Instructions |
(a) Answer these from the edtech article:
(i) In which city is Entri based?
(ii) Which classes does the YSchool learning app serve?
(iii) What is the name of Square Panda's AI-enabled chatbot?
(b) Decide whether each statement agrees with the edtech article, and quote the words that settle it.
(i) Entri was founded in 2017.
(ii) YSchool aims to reach 1 million subscribers by 2025.
(iii) Edusquare is a training centre based in Ludhiana.
(c) Please continue the edtech article past its final sentence.
Text block below:
Unlike the mainstream players, there are some who are finding their niche within the vernacular space, by taking into account the regional differences while implementing solutions. One such startup is Kochi-based Entri, founded in 2017 by Mohammed Hisamuddin and Rahul Ramesh. “We figured out early that when users learn in their mother tongue, they grasp it better even if they understand English. We capitalised on this opportunity and have been able to grow by providing courses in local languages,” says Hisamuddin. Entri is a learning app for job aspirants in India. It provides content such as mock and adaptive tests, video lessons and more in local languages. In the last 12 months, the company claims to have grown from $700,000 annual recurring revenue (ARR) to $3.5 million ARR. User registrations have grown from 1.5 million to 5 million, and it has added more than 130,000 paid subscribers. “The kind of edtech adoption that we saw during the six months of the lockdown would have otherwise taken six years to happen,” he adds.

Although a lot of training centres had to remain shut during the lockdown, the founders of brick-and-mortar Ludhiana-based training centre Edusquare saw the pandemic as an opportunity to scale up their business.

They had launched YSchool in 2020 as an alternative mode of teaching, combining edtech with physical coaching centres. The YSchool learning app provides solutions for students between classes 9 and 12 to crack competitive exams. “We have gone from 0 to 80,000 users in 10 months during the pandemic for our app and online product. We aim to have 1 million subscribers by 2022,” says Anand Arora, CEO, YSchool.

When it comes to early childhood learning, startup Square Panda India has been working with the government of India on an early learning initiative, ‘Aarambh’, to develop the Early Childhood Education and Care (ECCE) ecosystem in every state. “We are working with central and multiple state governments, schools, communities, and impact organisations to prove Aarambh’s efficacy, effecting change in educators and young students across India’s grassroots through technologies like AI and machine learning. Our projects across states like Chhattisgarh and Uttar Pradesh had overwhelming responses,” says Ashish Jhalani, MD, Square Panda India. The programme, says Jhalani, will empower all stakeholders, from anganwadi workers and educators, to children. For instance, Square Panda’s AI-enabled chatbot, SquareTalk, assists early years’ educators and provides learning resources.
End of Text block.
Data for review below:
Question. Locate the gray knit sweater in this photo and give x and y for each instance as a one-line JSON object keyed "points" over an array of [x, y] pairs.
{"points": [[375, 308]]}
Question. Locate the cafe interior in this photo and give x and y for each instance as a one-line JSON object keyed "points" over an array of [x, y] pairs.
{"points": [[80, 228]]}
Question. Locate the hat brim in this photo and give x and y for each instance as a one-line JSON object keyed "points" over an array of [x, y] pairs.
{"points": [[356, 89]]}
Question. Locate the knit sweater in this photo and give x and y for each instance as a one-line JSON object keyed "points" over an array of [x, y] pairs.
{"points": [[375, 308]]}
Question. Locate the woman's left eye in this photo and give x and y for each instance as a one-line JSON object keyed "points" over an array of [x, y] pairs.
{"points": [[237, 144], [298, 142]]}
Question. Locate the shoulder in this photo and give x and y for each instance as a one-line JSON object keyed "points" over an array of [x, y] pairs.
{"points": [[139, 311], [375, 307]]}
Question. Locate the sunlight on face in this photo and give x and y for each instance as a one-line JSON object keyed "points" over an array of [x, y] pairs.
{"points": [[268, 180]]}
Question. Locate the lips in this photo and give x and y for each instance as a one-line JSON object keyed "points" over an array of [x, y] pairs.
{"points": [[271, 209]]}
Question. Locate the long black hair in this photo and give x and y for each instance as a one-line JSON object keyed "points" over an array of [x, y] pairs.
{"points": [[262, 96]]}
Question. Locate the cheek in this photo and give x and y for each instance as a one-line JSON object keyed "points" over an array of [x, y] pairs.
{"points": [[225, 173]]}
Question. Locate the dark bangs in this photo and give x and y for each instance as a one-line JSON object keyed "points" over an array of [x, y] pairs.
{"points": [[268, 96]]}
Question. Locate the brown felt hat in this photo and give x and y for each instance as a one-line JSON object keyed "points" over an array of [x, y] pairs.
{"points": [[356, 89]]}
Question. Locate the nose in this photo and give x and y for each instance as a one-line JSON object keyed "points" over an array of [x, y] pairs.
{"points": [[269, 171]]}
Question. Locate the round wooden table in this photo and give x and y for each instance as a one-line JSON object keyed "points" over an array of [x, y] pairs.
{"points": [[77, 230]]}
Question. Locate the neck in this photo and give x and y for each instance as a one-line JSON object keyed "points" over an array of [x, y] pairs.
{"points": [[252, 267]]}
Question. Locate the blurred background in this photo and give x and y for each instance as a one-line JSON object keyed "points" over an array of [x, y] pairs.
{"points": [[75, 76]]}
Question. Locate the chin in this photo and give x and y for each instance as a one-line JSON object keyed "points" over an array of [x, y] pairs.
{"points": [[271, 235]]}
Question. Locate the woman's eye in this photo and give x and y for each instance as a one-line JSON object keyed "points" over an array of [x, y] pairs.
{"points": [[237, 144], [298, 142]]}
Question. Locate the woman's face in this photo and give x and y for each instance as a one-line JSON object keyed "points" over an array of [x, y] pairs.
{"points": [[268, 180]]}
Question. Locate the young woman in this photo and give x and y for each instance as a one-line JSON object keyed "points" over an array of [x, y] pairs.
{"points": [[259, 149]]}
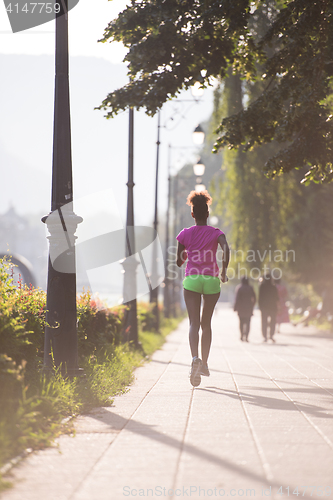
End of Data for review.
Responses by task |
(a)
(i) Kochi
(ii) Classes 9 to 12
(iii) SquareTalk

(b)
(i) Yes: "founded in 2017 by Mohammed Hisamuddin and Rahul Ramesh"
(ii) No: "We aim to have 1 million subscribers by 2022"
(iii) Yes: "Ludhiana-based training centre Edusquare"

(c)
The sector has also seen increased investor activity due to the remarkable growth potential of players. Last year, the edtech sector saw an investment of $2.1 billion compared to $1.7 billion in the entire previous decade, according to a report on the e-learning industry by Anand Rathi Advisors Limited.

The industry is going through an exciting phase, with the behaviour change towards online learning expected to continue in 2021 and beyond, says Siddharth Nautiyal, partner, Omidyar Network India. “In the last one year, we have backed several new companies in the sector, including Kutuki, Masai and Uolo. The acceleration in 2020 has advanced growth for edtech companies by three to five years compared to their original plan.”

However, education globally is still one of the most under-invested sectors. It took a pandemic to catalyse the growth, and for many stakeholders—from teachers to students—to try edtech for the first time, something that would have taken four to five years otherwise.
Newer players are entering since the entry barrier in education is not that high.

Pai of Blume Ventures adds, “There will always be new founders emerging with exciting new solutions and approaches to new and old problems. Meanwhile, of course, there will be some consolidation as top companies start acquiring and giving exits to smaller companies. But both will coexist.”